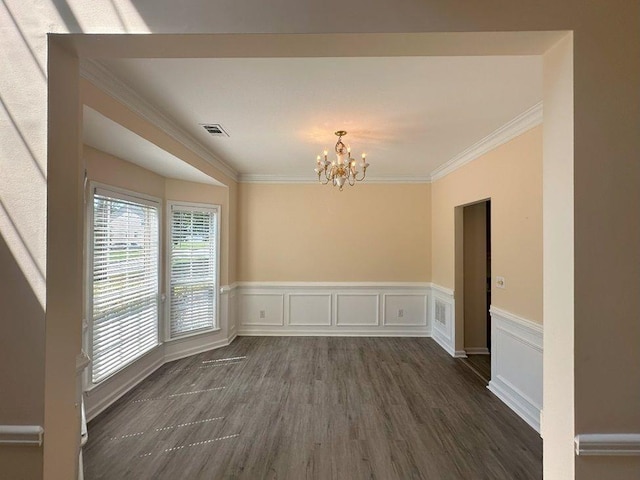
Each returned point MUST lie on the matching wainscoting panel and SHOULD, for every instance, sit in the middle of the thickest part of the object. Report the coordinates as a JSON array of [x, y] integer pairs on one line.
[[405, 310], [323, 308], [442, 313], [309, 309], [357, 309], [265, 309], [516, 364]]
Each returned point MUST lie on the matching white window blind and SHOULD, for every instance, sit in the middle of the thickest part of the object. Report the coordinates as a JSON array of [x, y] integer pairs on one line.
[[193, 275], [125, 293]]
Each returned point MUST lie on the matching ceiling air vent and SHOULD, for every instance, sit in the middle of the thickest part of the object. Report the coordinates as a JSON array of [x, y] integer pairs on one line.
[[215, 129]]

★ ★ ★ ★

(Exercise)
Without the pictures, return all the records precisely as they stand.

(Exercise answer)
Each returned point MUST lie on the matching wainscoting panel and SHOULD, for every instance, sit in the middle of the thickest part of the object. Report the coordinates as a JSON array of [x, y] integer pairs on one line.
[[405, 310], [323, 308], [442, 313], [309, 309], [357, 309], [265, 309], [516, 364]]
Each returned point MUST lie on the matching white window blind and SHOULD, for every instance, sit in the middle of the thickest part of the object. Report the coordinates as a JSON array of [x, y] integer pairs on one line.
[[193, 275], [125, 293]]
Each returned point MUST lie on the matching ceiling air vent and SHOULD, for every instance, sit in the middle of the thickest part of the object. Report the coordinates as a JSON array of [x, y] integer pairs on one line.
[[215, 129]]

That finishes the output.